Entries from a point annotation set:
- - - - -

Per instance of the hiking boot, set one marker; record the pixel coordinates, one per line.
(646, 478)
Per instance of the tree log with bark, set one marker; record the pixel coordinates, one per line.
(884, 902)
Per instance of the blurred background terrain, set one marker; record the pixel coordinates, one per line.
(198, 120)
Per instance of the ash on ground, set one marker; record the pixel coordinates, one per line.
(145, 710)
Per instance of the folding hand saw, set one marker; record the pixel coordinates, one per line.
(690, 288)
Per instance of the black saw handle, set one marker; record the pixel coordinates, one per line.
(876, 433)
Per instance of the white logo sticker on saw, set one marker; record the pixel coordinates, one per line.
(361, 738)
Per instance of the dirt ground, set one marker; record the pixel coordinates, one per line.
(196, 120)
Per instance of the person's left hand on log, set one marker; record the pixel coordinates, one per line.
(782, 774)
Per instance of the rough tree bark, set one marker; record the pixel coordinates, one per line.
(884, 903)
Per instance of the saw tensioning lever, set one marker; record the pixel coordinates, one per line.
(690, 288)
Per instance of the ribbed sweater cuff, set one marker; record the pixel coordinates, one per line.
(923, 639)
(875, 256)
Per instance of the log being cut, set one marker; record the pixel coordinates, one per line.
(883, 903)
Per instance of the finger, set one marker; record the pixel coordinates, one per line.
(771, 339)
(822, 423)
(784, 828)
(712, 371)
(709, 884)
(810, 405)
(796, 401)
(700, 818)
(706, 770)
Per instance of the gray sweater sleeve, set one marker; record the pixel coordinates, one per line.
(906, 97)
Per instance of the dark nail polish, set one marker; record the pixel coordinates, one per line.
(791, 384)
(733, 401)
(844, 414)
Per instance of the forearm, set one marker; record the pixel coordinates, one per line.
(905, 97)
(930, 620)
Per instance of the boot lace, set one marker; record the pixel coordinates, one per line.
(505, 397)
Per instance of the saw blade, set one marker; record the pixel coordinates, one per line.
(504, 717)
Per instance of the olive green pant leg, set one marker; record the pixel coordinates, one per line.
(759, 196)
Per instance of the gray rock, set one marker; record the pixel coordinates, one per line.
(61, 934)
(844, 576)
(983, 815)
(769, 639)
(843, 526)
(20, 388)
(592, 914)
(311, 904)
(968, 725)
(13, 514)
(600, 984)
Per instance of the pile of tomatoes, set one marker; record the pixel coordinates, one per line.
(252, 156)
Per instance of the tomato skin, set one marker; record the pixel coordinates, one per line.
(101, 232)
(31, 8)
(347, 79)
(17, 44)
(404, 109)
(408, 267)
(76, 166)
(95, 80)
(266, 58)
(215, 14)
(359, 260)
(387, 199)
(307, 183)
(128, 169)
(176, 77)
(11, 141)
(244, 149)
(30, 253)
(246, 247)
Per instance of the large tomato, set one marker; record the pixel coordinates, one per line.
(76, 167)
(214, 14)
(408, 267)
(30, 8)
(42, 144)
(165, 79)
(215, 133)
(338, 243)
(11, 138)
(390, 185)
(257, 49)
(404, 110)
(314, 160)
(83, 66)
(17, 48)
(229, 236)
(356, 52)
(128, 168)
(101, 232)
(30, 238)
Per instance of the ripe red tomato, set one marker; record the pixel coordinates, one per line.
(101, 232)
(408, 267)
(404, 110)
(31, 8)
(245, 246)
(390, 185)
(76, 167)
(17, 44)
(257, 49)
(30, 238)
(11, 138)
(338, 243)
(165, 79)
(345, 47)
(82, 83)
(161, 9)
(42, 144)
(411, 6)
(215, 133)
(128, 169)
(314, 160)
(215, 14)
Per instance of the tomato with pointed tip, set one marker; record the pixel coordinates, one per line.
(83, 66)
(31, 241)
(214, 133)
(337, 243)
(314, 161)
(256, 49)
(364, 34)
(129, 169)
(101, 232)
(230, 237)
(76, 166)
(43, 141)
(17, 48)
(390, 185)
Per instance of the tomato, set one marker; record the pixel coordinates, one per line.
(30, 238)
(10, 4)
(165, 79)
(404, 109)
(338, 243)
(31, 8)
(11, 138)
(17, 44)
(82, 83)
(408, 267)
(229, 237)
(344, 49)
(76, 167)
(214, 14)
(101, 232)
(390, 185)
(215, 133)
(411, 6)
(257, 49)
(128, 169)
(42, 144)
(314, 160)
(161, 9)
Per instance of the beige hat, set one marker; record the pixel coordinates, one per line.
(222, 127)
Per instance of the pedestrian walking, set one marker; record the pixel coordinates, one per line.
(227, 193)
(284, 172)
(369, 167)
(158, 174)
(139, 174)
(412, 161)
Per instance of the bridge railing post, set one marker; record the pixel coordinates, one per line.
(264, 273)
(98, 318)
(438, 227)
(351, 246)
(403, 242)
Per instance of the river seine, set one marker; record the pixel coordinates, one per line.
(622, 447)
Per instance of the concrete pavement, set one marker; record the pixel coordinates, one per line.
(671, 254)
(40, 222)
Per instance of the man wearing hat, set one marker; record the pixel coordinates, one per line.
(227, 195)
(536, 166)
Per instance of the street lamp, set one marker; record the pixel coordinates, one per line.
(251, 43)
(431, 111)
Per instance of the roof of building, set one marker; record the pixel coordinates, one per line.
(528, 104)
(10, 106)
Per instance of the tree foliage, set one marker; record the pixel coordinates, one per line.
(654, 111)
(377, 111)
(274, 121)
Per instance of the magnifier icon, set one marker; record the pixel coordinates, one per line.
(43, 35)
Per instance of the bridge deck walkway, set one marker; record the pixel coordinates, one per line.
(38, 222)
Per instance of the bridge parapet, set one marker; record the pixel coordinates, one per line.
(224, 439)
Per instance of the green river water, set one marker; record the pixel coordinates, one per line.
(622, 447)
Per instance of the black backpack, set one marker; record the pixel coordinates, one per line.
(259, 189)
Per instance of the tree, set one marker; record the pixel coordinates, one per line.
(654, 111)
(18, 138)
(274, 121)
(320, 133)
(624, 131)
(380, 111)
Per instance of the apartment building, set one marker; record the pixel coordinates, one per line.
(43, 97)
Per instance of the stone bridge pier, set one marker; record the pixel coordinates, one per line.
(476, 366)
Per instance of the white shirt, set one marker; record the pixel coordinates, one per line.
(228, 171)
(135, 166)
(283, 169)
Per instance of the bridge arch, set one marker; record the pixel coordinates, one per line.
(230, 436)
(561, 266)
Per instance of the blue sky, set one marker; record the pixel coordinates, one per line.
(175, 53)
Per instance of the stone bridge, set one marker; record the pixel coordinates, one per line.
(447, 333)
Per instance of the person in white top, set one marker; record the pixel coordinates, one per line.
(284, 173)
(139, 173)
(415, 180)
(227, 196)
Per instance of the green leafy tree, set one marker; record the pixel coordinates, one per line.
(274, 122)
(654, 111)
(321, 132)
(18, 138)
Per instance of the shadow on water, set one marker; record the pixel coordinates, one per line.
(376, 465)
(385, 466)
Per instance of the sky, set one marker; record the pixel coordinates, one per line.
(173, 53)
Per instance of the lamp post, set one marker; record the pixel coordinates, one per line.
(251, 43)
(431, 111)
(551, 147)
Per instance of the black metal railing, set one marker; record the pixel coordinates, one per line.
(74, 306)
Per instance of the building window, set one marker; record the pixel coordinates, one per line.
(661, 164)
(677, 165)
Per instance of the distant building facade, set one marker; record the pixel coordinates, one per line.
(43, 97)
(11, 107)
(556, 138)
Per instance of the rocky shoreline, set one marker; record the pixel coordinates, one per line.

- - - - -

Return all of the entries exactly as they were supplied.

■ Answer:
Per instance of the hiking boot, set one marker; record the pixel coordinates, one per line.
(646, 478)
Per instance of the tree log with bark, set one marker; record the pixel coordinates, one per line.
(884, 902)
Per instance of the blurred background terrain, set one marker; record the pixel coordinates, one per line.
(198, 120)
Per instance of the ash on ground, set one marker; record the pixel coordinates, one per line.
(145, 710)
Per instance of the folding hand saw, set one marker; record the pixel coordinates, one per line.
(690, 288)
Per instance of the black saw handle, set one marker; record the pixel coordinates, one per line.
(876, 433)
Per instance of the white logo sticker on saw, set one marker; record the pixel coordinates, one per line.
(361, 738)
Per instance of the dirt ground, set one marker; record the pixel coordinates, one per line.
(196, 120)
Per instance of the person's left hand on log, set one marker; record the pixel coordinates, one per line.
(782, 774)
Per instance of the rough tree bark, set one marker; record the pixel coordinates, one per line.
(884, 903)
Per instance of the saw tensioning lever, set one marker; record the pixel coordinates, one per line.
(690, 288)
Per instance of the ribbed sweater cuff, set one marker; record the pixel coordinates, one per line.
(923, 639)
(875, 256)
Per instance of the log being cut, set one marker; record the pixel coordinates, one per line.
(883, 903)
Per instance of the finger, set one marker; record the pixel coordinates, one per line.
(771, 339)
(822, 423)
(784, 828)
(712, 371)
(709, 884)
(810, 405)
(796, 401)
(700, 818)
(706, 770)
Per instance of the gray sweater sleeve, set one marker; record the pixel coordinates, one per line.
(906, 97)
Per instance of the dark nail polish, set one marker; record the pixel coordinates, one per line.
(791, 384)
(733, 401)
(844, 414)
Per instance of the forearm, set one marker; record the pixel coordinates, one per line.
(905, 97)
(930, 620)
Per instance of the boot lace, set one marker; record the pixel coordinates, one per line.
(505, 397)
Per instance of the saw blade, set one marker; record the pixel coordinates, one per line.
(504, 717)
Per instance of the olive green pant leg, set one marker; record the pixel coordinates, one per line.
(759, 196)
Per instance of the gray rock, set one marker; record the pixel coordinates, one per line.
(61, 934)
(844, 576)
(983, 815)
(769, 639)
(843, 526)
(20, 388)
(592, 914)
(311, 904)
(968, 725)
(13, 514)
(600, 984)
Per instance of the pile of tomatoes, set one marker; record the pixel coordinates, one per line.
(252, 156)
Per instance of the tomato skin, set one marker; record the pixel coordinates, one per line.
(101, 232)
(31, 8)
(347, 79)
(17, 44)
(404, 109)
(408, 267)
(76, 166)
(95, 80)
(266, 58)
(215, 14)
(359, 260)
(387, 199)
(307, 183)
(128, 169)
(176, 77)
(11, 141)
(244, 149)
(30, 253)
(246, 247)
Per instance of the large tomato, set one marker; record the pixel coordinates, one per line.
(76, 167)
(214, 14)
(408, 267)
(30, 8)
(42, 144)
(165, 79)
(215, 133)
(338, 243)
(11, 138)
(390, 185)
(257, 49)
(404, 110)
(314, 160)
(83, 66)
(17, 48)
(229, 236)
(356, 52)
(128, 168)
(101, 232)
(30, 238)
Per instance of the ripe red tomato, set one marker; record the pixel coordinates, one per line.
(101, 232)
(408, 267)
(404, 110)
(31, 8)
(245, 246)
(390, 185)
(76, 167)
(17, 44)
(257, 49)
(30, 238)
(11, 138)
(338, 243)
(165, 79)
(345, 47)
(82, 83)
(161, 9)
(42, 144)
(411, 6)
(215, 133)
(128, 169)
(314, 160)
(215, 14)
Per instance of the tomato with pointed tip, set one marker; record the pixel coordinates, one per line.
(83, 66)
(31, 241)
(214, 133)
(337, 243)
(314, 161)
(256, 49)
(364, 34)
(129, 169)
(101, 232)
(230, 237)
(76, 166)
(43, 141)
(17, 48)
(390, 185)
Per instance of the tomato, set one marker; record the pixel coordinates, one per line.
(30, 238)
(10, 4)
(165, 79)
(404, 109)
(338, 243)
(31, 8)
(11, 138)
(17, 44)
(82, 83)
(408, 267)
(229, 237)
(344, 49)
(76, 167)
(214, 14)
(101, 232)
(390, 185)
(215, 133)
(411, 6)
(257, 49)
(128, 169)
(42, 144)
(314, 160)
(161, 9)
Per instance of the beige hat, set one marker; record the pixel coordinates, one per line.
(222, 127)
Per instance of the pedestrian walking, set one marker; record the pixel coordinates, one per line.
(227, 193)
(284, 172)
(369, 167)
(158, 174)
(139, 174)
(412, 161)
Per instance of the bridge railing post, set one marker; record the pixel coordinates, one per line.
(264, 273)
(98, 318)
(438, 227)
(351, 246)
(403, 242)
Per instance of the river seine, set one marker; record the pixel coordinates, one per line.
(622, 447)
Per instance of the concrete pavement, set one marker; record the pixel coordinates, one per line.
(671, 254)
(40, 222)
Per instance of the man wearing hat, set one marker; record the pixel coordinates, one per line.
(227, 195)
(536, 166)
Per instance of the street lamp, set one marker; record the pixel coordinates, one per line.
(251, 43)
(431, 111)
Per instance of the roof of building, set one marker; record the pixel coordinates, one per line.
(528, 104)
(10, 106)
Per instance of the tree foliage, set one marker; record the pixel coordinates, one per line.
(654, 111)
(377, 111)
(274, 121)
Per instance of the magnifier icon, set one marker; record the pixel coordinates, one per line.
(43, 35)
Per instance of the bridge deck walkway, set one marker; record the pixel coordinates, one per line.
(38, 222)
Per instance of the bridge parapet, set one marker; record the pixel coordinates, one per line.
(224, 439)
Per instance of the green river water, set one marker; record the pixel coordinates, one per line.
(622, 447)
Per instance of the black backpack, set one marker; record the pixel coordinates, one per line.
(259, 189)
Per instance of the tree, set one marker; record the pixel coordinates, one per line.
(654, 111)
(18, 138)
(274, 121)
(320, 133)
(624, 131)
(380, 111)
Per instance of the apartment building, set one marker; record the pixel coordinates, one per line.
(43, 97)
Per instance of the stone bridge pier, set one marker; record the pixel coordinates, one per line.
(476, 366)
Per instance of the white shirt, set one marker; record the pixel coordinates, one per line.
(228, 171)
(135, 166)
(283, 169)
Per instance of the bridge arch, set one marker; record the pixel coordinates, one per line.
(230, 436)
(561, 266)
Per instance of the blue sky, set one marker; record the pixel coordinates, one per line.
(175, 53)
Per instance of the stone bridge, set one marker; record the pixel coordinates, one per line.
(447, 333)
Per instance of the person in white top, set one marker; record the pixel coordinates, one per line.
(284, 173)
(139, 173)
(415, 180)
(227, 196)
Per instance of the green leafy tree, set one marker; record the pixel coordinates, one per line.
(274, 122)
(654, 111)
(321, 132)
(18, 138)
Per instance of the shadow on water, set one marker; record the pixel coordinates, one per line.
(376, 465)
(385, 466)
Per instance of the sky, set one marker; record the pixel coordinates, one per line.
(173, 53)
Per instance of the lamp post, set one marker; record the pixel coordinates, one per line.
(251, 43)
(431, 111)
(551, 147)
Per instance of the black metal railing, set one marker; record the pixel coordinates, one per line.
(74, 306)
Per instance of the building window, set one marker; record the pixel coordinates, one per line.
(661, 164)
(677, 165)
Per instance of the distant building facade, set one marker; record the pixel coordinates, one per line.
(43, 97)
(11, 107)
(556, 138)
Per instance of the rocky shoreline, set one marker; record the pixel coordinates, one per line.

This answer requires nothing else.